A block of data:
_ _ _
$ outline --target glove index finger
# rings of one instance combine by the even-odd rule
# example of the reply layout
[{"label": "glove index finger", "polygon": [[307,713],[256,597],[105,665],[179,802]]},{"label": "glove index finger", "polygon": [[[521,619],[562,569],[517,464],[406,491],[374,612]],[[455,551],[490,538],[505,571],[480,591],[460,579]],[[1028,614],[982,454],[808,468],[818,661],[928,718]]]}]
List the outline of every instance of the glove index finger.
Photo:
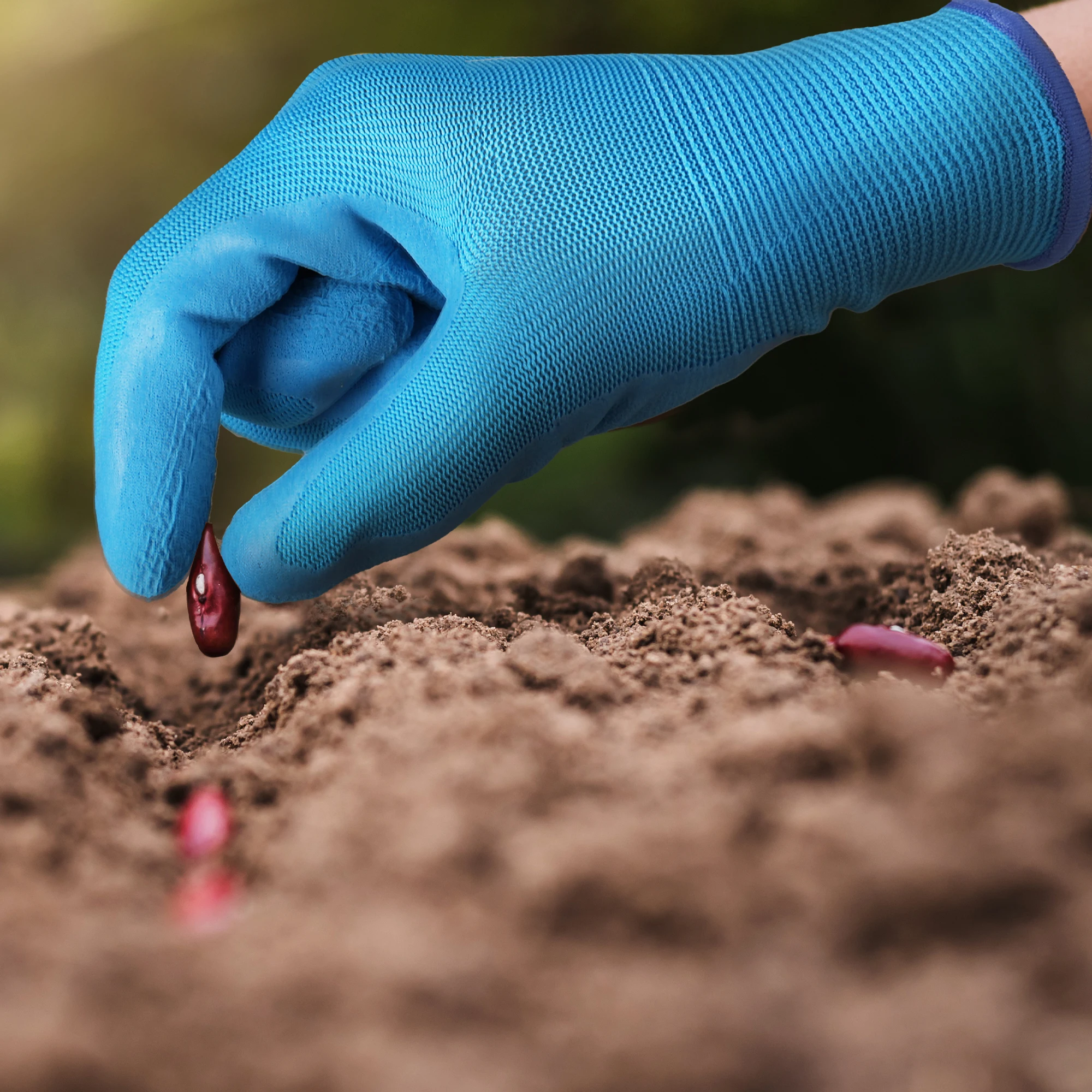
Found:
[{"label": "glove index finger", "polygon": [[95,512],[114,575],[154,598],[186,578],[209,517],[224,400],[215,353],[297,266],[230,230],[175,257],[135,300],[117,288],[124,265],[96,369]]}]

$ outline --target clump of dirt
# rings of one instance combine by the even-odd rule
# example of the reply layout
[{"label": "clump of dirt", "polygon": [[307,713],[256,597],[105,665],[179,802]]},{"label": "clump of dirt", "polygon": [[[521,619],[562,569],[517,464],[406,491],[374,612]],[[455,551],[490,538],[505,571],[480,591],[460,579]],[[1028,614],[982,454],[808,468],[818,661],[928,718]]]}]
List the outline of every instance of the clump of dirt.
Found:
[{"label": "clump of dirt", "polygon": [[[222,661],[181,593],[79,553],[0,600],[0,1085],[1087,1089],[1065,519],[990,472],[951,513],[780,487],[617,546],[489,521],[247,603]],[[957,670],[854,678],[855,621]],[[246,900],[197,937],[164,906],[201,783]]]}]

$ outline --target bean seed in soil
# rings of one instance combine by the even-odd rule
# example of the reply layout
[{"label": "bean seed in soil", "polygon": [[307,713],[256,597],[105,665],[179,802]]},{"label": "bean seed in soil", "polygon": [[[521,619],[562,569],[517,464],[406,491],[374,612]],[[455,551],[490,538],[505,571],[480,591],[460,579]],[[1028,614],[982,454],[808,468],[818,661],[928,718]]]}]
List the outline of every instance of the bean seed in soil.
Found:
[{"label": "bean seed in soil", "polygon": [[178,815],[178,852],[190,860],[211,857],[232,835],[232,807],[214,785],[194,790]]},{"label": "bean seed in soil", "polygon": [[211,523],[190,568],[186,605],[198,648],[206,656],[226,656],[239,636],[239,585],[224,565]]},{"label": "bean seed in soil", "polygon": [[947,678],[956,668],[952,654],[942,645],[888,626],[851,626],[833,644],[858,669],[917,677],[939,673]]},{"label": "bean seed in soil", "polygon": [[170,916],[186,933],[219,933],[239,904],[238,877],[226,868],[187,873],[170,899]]}]

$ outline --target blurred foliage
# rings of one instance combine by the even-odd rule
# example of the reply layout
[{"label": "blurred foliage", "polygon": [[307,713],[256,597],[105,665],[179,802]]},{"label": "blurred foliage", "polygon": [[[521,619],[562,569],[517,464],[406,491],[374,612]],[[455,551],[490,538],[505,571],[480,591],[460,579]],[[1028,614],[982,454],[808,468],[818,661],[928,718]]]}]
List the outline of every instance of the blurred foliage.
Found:
[{"label": "blurred foliage", "polygon": [[[736,52],[909,19],[902,0],[0,0],[0,575],[93,526],[91,396],[110,271],[346,52]],[[595,437],[486,510],[616,534],[696,483],[950,491],[1007,463],[1092,486],[1092,250],[839,312],[667,422]],[[223,527],[290,456],[225,435]]]}]

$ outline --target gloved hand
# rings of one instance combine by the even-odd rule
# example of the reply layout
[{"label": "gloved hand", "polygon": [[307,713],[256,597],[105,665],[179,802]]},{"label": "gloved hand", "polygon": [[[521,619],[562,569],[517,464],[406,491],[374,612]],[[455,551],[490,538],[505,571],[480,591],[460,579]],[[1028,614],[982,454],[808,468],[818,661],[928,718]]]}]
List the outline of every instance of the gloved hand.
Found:
[{"label": "gloved hand", "polygon": [[114,275],[107,561],[186,577],[223,420],[306,452],[233,575],[317,595],[835,307],[1058,260],[1089,205],[1069,83],[981,0],[738,57],[331,61]]}]

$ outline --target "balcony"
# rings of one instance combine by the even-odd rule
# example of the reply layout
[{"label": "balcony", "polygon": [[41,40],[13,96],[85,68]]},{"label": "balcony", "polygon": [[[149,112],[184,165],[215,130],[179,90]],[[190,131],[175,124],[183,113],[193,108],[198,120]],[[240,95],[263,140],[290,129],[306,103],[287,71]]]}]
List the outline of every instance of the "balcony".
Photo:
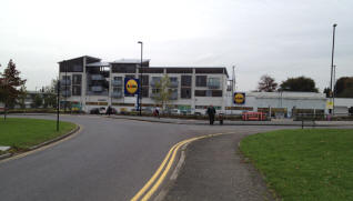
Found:
[{"label": "balcony", "polygon": [[169,87],[170,87],[170,88],[178,88],[178,87],[179,87],[179,81],[171,81],[171,82],[169,83]]},{"label": "balcony", "polygon": [[122,98],[122,91],[113,91],[113,92],[111,93],[111,97],[112,97],[112,98]]},{"label": "balcony", "polygon": [[92,74],[91,80],[100,81],[100,80],[104,80],[104,77],[102,74]]},{"label": "balcony", "polygon": [[60,80],[61,86],[71,86],[71,80]]},{"label": "balcony", "polygon": [[160,96],[161,96],[160,93],[151,93],[150,98],[157,98],[157,97],[160,97]]},{"label": "balcony", "polygon": [[151,86],[152,87],[155,87],[158,83],[160,83],[161,82],[161,79],[153,79],[152,78],[152,80],[151,80]]},{"label": "balcony", "polygon": [[170,96],[170,100],[178,100],[178,92],[172,92]]},{"label": "balcony", "polygon": [[71,97],[71,91],[61,91],[62,97]]},{"label": "balcony", "polygon": [[113,87],[121,87],[121,86],[122,86],[122,80],[112,80],[112,81],[111,81],[111,84],[112,84]]},{"label": "balcony", "polygon": [[215,81],[215,82],[209,82],[208,83],[209,89],[220,89],[221,88],[221,83]]},{"label": "balcony", "polygon": [[92,88],[93,92],[102,92],[103,91],[103,87],[102,86],[93,86]]}]

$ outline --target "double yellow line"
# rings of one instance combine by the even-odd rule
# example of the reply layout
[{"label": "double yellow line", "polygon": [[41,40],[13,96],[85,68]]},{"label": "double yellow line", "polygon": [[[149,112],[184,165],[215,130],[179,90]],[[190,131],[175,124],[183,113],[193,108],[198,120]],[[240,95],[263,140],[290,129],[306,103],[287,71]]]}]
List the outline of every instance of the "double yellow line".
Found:
[{"label": "double yellow line", "polygon": [[[161,163],[161,165],[159,167],[159,169],[154,172],[154,174],[152,175],[152,178],[143,185],[143,188],[131,199],[131,201],[147,201],[149,200],[153,193],[158,190],[158,188],[161,185],[161,183],[163,182],[163,180],[165,179],[169,170],[171,169],[174,160],[175,160],[175,155],[179,151],[179,149],[181,147],[183,147],[186,143],[190,143],[192,141],[195,140],[200,140],[203,138],[210,138],[210,137],[215,137],[215,135],[220,135],[223,133],[216,133],[216,134],[208,134],[208,135],[202,135],[202,137],[196,137],[196,138],[191,138],[188,140],[183,140],[179,143],[176,143],[175,145],[173,145],[168,154],[165,155],[163,162]],[[164,170],[163,170],[164,169]],[[163,171],[163,172],[162,172]],[[155,181],[157,180],[157,181]],[[154,182],[155,181],[155,182]],[[153,184],[154,183],[154,184]],[[153,185],[152,185],[153,184]],[[151,187],[152,185],[152,187]],[[143,197],[142,197],[143,195]],[[142,197],[142,198],[141,198]],[[140,199],[141,198],[141,199]]]}]

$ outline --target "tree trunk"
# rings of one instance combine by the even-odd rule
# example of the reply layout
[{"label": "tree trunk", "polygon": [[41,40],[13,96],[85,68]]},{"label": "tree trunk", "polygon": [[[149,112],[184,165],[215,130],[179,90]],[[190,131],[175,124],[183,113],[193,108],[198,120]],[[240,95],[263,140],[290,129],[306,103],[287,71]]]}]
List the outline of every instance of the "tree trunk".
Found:
[{"label": "tree trunk", "polygon": [[[7,101],[4,101],[4,102],[7,102]],[[6,121],[7,120],[7,112],[8,112],[8,105],[7,105],[7,103],[4,103],[4,107],[3,107],[3,120]]]}]

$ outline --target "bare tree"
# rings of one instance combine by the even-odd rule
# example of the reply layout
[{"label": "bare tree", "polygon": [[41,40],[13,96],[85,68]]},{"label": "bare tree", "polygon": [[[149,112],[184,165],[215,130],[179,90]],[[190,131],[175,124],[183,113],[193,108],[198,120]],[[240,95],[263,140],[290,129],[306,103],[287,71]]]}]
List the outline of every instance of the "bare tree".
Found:
[{"label": "bare tree", "polygon": [[155,84],[155,89],[158,91],[155,92],[155,96],[153,97],[153,99],[157,103],[162,104],[163,110],[165,110],[167,103],[171,101],[171,91],[169,90],[169,86],[170,86],[170,79],[169,79],[168,74],[165,74]]},{"label": "bare tree", "polygon": [[24,83],[26,80],[20,78],[20,71],[16,69],[16,64],[11,59],[8,68],[0,74],[0,101],[4,103],[4,120],[7,119],[7,108],[16,102],[21,93],[19,88]]},{"label": "bare tree", "polygon": [[278,89],[278,86],[279,84],[275,82],[274,78],[270,77],[269,74],[264,74],[260,78],[258,90],[273,92]]}]

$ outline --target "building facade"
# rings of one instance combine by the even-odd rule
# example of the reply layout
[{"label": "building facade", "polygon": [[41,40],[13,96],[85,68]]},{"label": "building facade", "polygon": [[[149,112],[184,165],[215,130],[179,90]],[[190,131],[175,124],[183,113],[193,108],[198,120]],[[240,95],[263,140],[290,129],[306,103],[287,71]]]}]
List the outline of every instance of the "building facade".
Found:
[{"label": "building facade", "polygon": [[225,110],[229,76],[224,67],[150,67],[150,60],[143,60],[141,68],[141,60],[102,62],[89,56],[59,62],[60,102],[85,112],[108,105],[118,112],[135,110],[137,96],[124,94],[124,79],[137,78],[142,86],[142,109],[161,107],[154,98],[165,74],[170,79],[169,109],[204,113],[213,104]]},{"label": "building facade", "polygon": [[[245,100],[236,104],[228,98],[226,113],[242,113],[244,111],[262,111],[272,117],[292,117],[294,114],[327,113],[325,93],[315,92],[244,92]],[[229,94],[229,97],[231,93]]]}]

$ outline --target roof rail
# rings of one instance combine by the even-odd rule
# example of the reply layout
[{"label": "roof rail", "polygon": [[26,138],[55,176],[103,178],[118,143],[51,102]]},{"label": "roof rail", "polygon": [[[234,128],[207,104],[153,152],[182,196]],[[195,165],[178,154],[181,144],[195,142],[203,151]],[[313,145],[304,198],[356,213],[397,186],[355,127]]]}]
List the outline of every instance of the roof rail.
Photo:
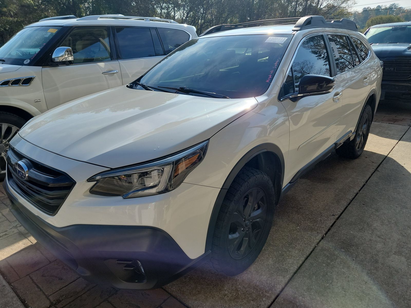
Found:
[{"label": "roof rail", "polygon": [[293,30],[298,31],[306,29],[319,28],[337,28],[358,31],[357,25],[353,21],[347,18],[340,20],[326,20],[322,16],[306,16],[302,17],[296,23]]},{"label": "roof rail", "polygon": [[287,18],[277,18],[274,19],[265,19],[264,20],[256,21],[248,21],[240,23],[223,24],[214,26],[210,28],[199,36],[206,35],[208,34],[215,33],[217,32],[231,30],[238,28],[245,28],[251,26],[255,27],[259,24],[264,23],[274,22],[276,21],[283,22],[295,21],[295,22],[286,22],[277,24],[279,25],[295,25],[293,28],[293,31],[299,31],[310,29],[312,28],[318,28],[326,27],[328,28],[339,28],[346,29],[353,31],[359,31],[357,25],[353,21],[346,18],[343,18],[341,20],[326,21],[322,16],[306,16],[304,17],[289,17]]},{"label": "roof rail", "polygon": [[66,15],[64,16],[54,16],[52,17],[47,17],[40,19],[39,21],[43,21],[45,20],[52,20],[53,19],[74,19],[76,18],[77,16],[74,15]]},{"label": "roof rail", "polygon": [[125,16],[121,14],[108,14],[106,15],[93,15],[90,16],[85,16],[84,17],[79,18],[77,20],[97,20],[98,19],[116,19],[124,20],[139,20],[145,21],[160,21],[163,23],[178,23],[171,19],[166,19],[159,17],[143,17],[139,16]]}]

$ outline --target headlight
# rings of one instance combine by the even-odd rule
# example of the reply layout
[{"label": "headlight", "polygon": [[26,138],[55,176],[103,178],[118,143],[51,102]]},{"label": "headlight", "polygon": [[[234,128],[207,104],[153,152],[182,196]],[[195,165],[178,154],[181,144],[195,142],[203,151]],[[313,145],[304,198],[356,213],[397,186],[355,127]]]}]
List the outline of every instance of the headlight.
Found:
[{"label": "headlight", "polygon": [[99,173],[88,180],[97,182],[90,192],[125,198],[169,191],[201,162],[208,145],[208,140],[156,161]]}]

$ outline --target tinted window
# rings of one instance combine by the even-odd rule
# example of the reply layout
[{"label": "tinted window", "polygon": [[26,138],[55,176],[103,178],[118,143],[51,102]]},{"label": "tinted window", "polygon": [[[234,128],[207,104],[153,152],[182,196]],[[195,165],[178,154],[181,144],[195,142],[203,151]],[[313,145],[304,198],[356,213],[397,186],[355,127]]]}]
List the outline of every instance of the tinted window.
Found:
[{"label": "tinted window", "polygon": [[196,39],[139,81],[157,87],[185,86],[231,98],[258,96],[268,89],[291,37],[255,34]]},{"label": "tinted window", "polygon": [[411,25],[371,28],[365,37],[370,44],[411,43]]},{"label": "tinted window", "polygon": [[357,47],[357,50],[358,51],[360,56],[361,57],[363,61],[365,60],[368,56],[368,53],[369,52],[368,48],[363,43],[363,42],[358,39],[355,37],[351,37],[351,38],[352,39],[353,41],[354,42],[354,44]]},{"label": "tinted window", "polygon": [[361,62],[360,61],[360,58],[358,57],[358,55],[357,55],[357,53],[356,51],[356,48],[354,48],[354,46],[353,45],[353,43],[351,42],[350,40],[348,40],[349,42],[350,43],[350,47],[351,48],[351,53],[353,55],[353,59],[354,59],[354,64],[357,66],[359,64],[360,62]]},{"label": "tinted window", "polygon": [[181,46],[190,38],[188,33],[182,30],[169,28],[157,28],[157,30],[166,55]]},{"label": "tinted window", "polygon": [[305,75],[329,76],[330,69],[330,58],[324,37],[317,35],[307,39],[300,47],[291,67],[294,79],[293,91],[298,92],[300,80]]},{"label": "tinted window", "polygon": [[122,59],[135,59],[156,55],[149,28],[115,28]]},{"label": "tinted window", "polygon": [[153,38],[153,41],[154,43],[154,48],[155,49],[156,55],[165,55],[164,50],[163,49],[163,46],[161,45],[161,42],[160,41],[160,39],[158,37],[158,34],[155,29],[150,29],[151,32],[151,37]]},{"label": "tinted window", "polygon": [[27,65],[37,56],[41,49],[57,35],[61,27],[29,27],[24,28],[0,48],[0,59],[14,65]]},{"label": "tinted window", "polygon": [[345,35],[329,35],[328,39],[335,59],[337,74],[340,74],[354,67],[353,57]]},{"label": "tinted window", "polygon": [[106,28],[76,29],[60,46],[71,47],[75,63],[111,60]]}]

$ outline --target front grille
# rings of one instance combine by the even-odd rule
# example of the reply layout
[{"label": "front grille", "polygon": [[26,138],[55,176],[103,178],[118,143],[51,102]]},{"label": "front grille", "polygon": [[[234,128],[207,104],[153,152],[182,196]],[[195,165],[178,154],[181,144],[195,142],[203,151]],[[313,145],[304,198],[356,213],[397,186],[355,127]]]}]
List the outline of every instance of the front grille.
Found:
[{"label": "front grille", "polygon": [[387,92],[411,92],[411,83],[409,85],[397,83],[381,84],[381,90]]},{"label": "front grille", "polygon": [[411,61],[384,61],[383,80],[411,78]]},{"label": "front grille", "polygon": [[[27,157],[10,148],[7,152],[7,179],[14,190],[49,215],[55,215],[76,182],[68,175]],[[24,179],[17,169],[22,162],[28,170]]]}]

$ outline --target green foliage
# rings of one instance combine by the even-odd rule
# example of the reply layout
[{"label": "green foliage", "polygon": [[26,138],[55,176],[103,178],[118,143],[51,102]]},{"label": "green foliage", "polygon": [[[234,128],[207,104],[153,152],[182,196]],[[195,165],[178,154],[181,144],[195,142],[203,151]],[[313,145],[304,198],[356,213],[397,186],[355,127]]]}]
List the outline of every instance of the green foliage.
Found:
[{"label": "green foliage", "polygon": [[23,27],[52,16],[155,16],[194,25],[199,34],[222,23],[313,15],[351,18],[354,4],[355,0],[0,0],[0,46]]},{"label": "green foliage", "polygon": [[382,23],[400,23],[405,21],[402,18],[399,16],[395,16],[393,15],[381,15],[371,17],[365,23],[365,30],[371,26],[375,25],[381,25]]}]

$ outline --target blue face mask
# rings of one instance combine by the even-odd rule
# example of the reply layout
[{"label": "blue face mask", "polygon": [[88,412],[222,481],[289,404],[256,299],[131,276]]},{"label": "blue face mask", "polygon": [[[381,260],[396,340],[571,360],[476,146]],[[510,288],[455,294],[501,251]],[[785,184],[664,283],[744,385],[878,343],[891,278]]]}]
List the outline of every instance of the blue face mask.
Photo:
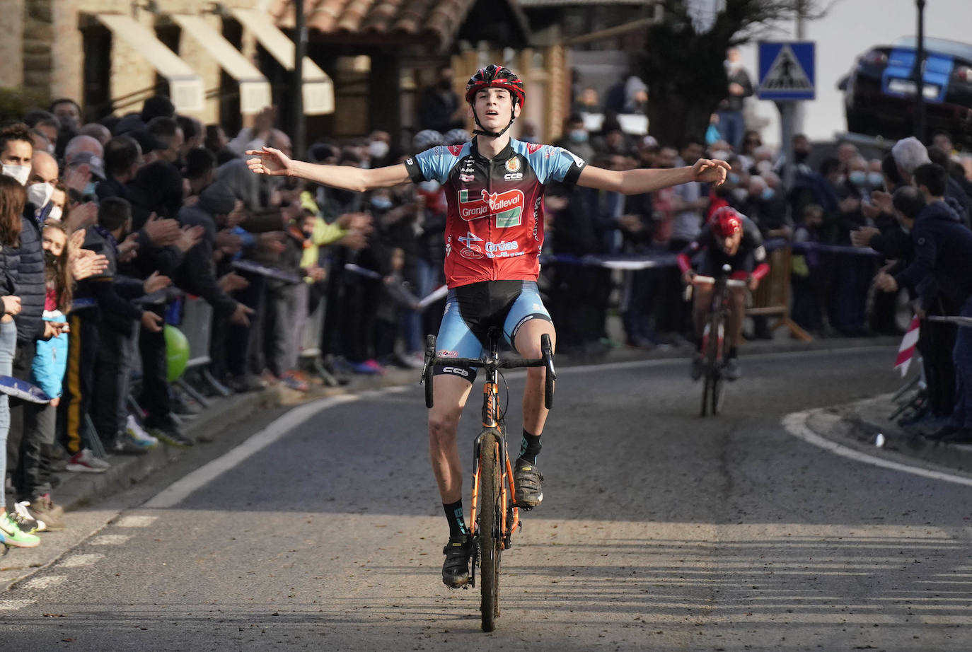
_ _ _
* **Do this**
Extract every line from the items above that contains the string "gloved".

* **The answer**
$ outline --target gloved hand
[{"label": "gloved hand", "polygon": [[307,713],[256,597],[105,665],[179,802]]},{"label": "gloved hand", "polygon": [[[521,619],[562,569],[517,464],[406,491],[374,612]],[[455,551],[490,538],[505,571],[480,591],[460,579]],[[1028,614],[982,454],[808,468],[818,661],[928,718]]]}]
List the outline of every instance of the gloved hand.
[{"label": "gloved hand", "polygon": [[114,275],[107,561],[186,577],[223,420],[306,452],[233,575],[317,595],[835,307],[1058,260],[1089,205],[1069,83],[981,0],[738,57],[331,61]]}]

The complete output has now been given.